• _What is needed_
Omit the images, then repeat the listing exactly.

:: Information supplied

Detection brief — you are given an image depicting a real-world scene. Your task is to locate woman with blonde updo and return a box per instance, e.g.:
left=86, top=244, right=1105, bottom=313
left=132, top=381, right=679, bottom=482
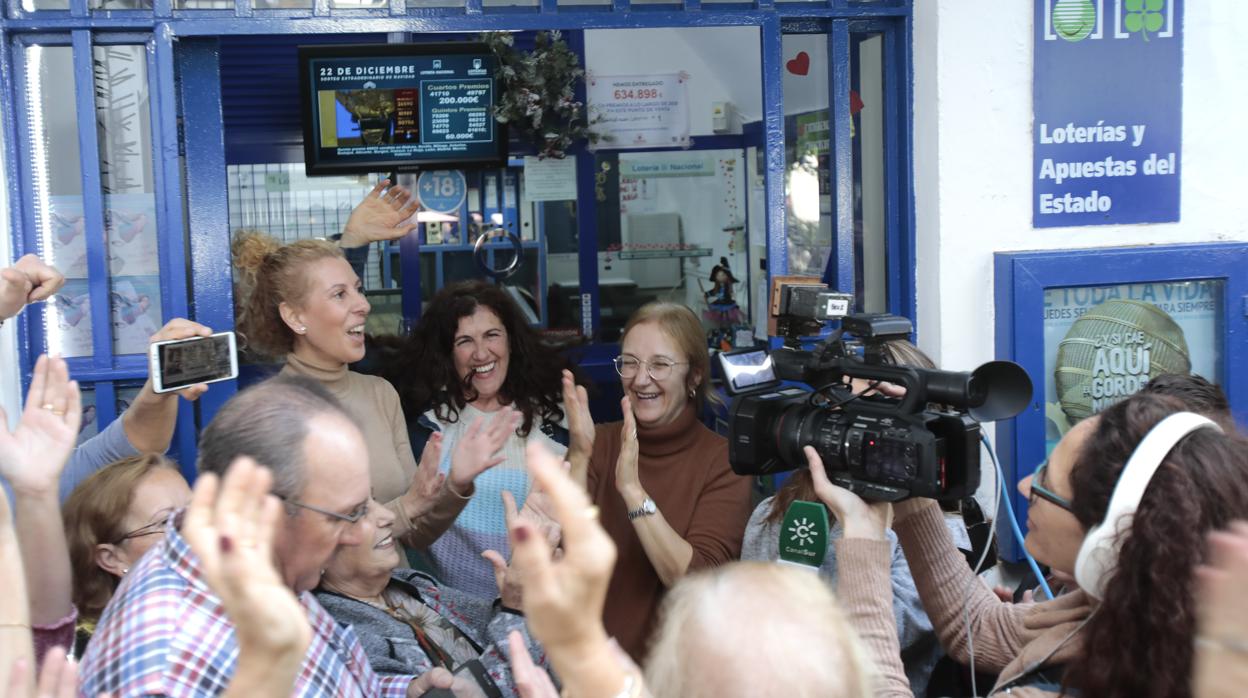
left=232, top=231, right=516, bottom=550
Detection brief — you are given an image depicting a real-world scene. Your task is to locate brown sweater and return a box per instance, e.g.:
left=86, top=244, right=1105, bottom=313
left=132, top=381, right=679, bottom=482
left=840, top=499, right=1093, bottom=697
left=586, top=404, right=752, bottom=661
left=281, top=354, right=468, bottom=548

::::

• _Expected answer_
Detection brief — you are given an image depicting a real-world scene. Your task is to locate woman with blonde updo and return a box per instance, e.g.:
left=86, top=244, right=1105, bottom=313
left=132, top=381, right=679, bottom=482
left=232, top=231, right=516, bottom=550
Detection brief — you are given an image depicting a real-world scene. Your task is to locate brown sweater and return a box per instance, e.g.:
left=86, top=244, right=1105, bottom=313
left=132, top=381, right=679, bottom=482
left=840, top=499, right=1093, bottom=697
left=586, top=404, right=752, bottom=661
left=281, top=354, right=468, bottom=548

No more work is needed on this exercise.